* **WHAT IS NEEDED**
Report every line of the records below that contains the string "military", copying each such line in full. Treat the match as case-sensitive.

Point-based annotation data
* Start *
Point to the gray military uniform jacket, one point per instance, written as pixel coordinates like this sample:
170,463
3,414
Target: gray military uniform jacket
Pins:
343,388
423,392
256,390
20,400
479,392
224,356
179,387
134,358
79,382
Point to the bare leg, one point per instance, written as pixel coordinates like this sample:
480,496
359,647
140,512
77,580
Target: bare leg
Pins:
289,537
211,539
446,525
* End *
* Start *
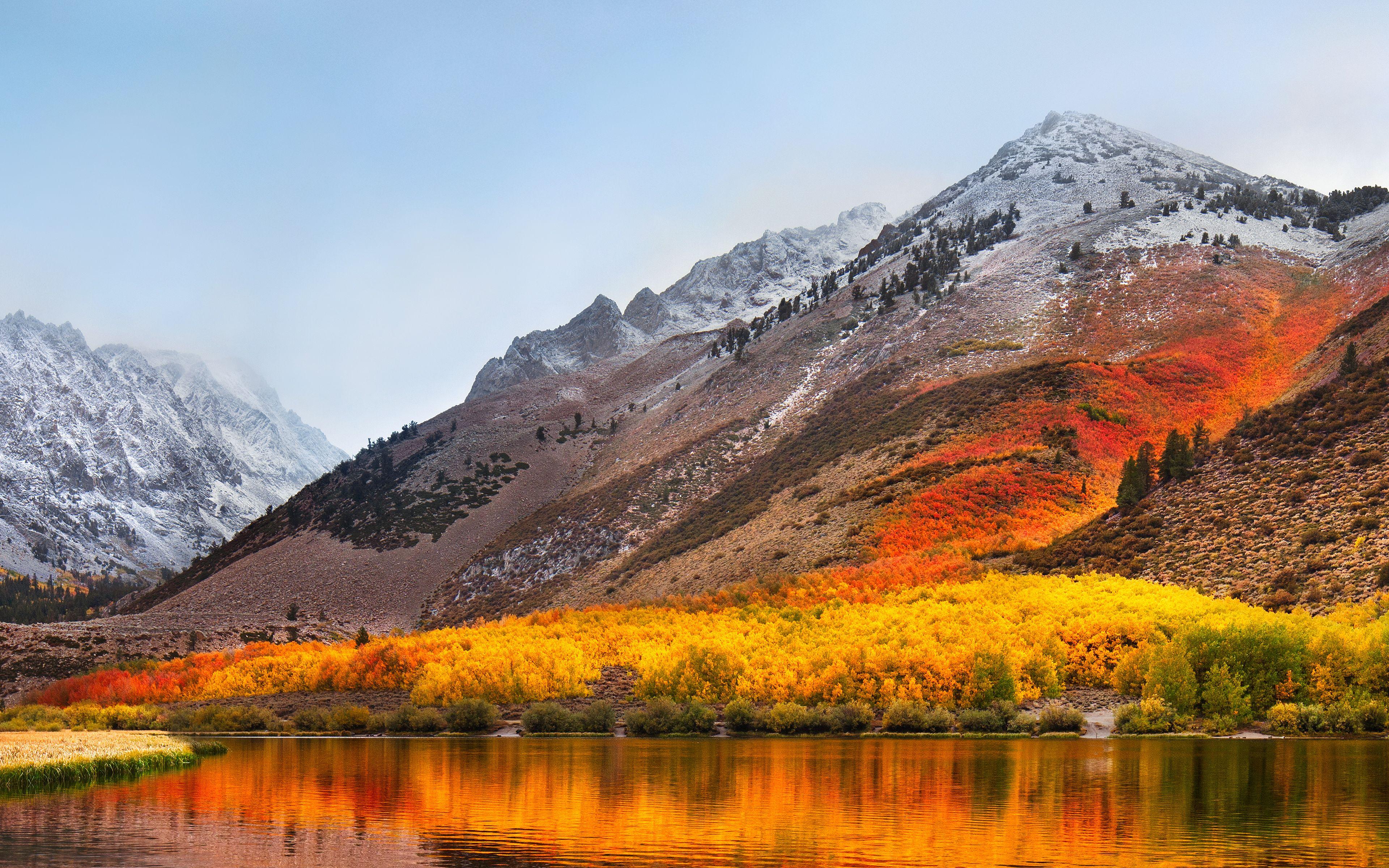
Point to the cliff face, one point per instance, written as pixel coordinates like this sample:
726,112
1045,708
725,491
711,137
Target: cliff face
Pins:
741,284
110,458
* End *
* **ANSWER**
Point to the gray military uniform jacket, one point per instance, written as pixel coordinates like this sample:
Target: gray military uniform jacket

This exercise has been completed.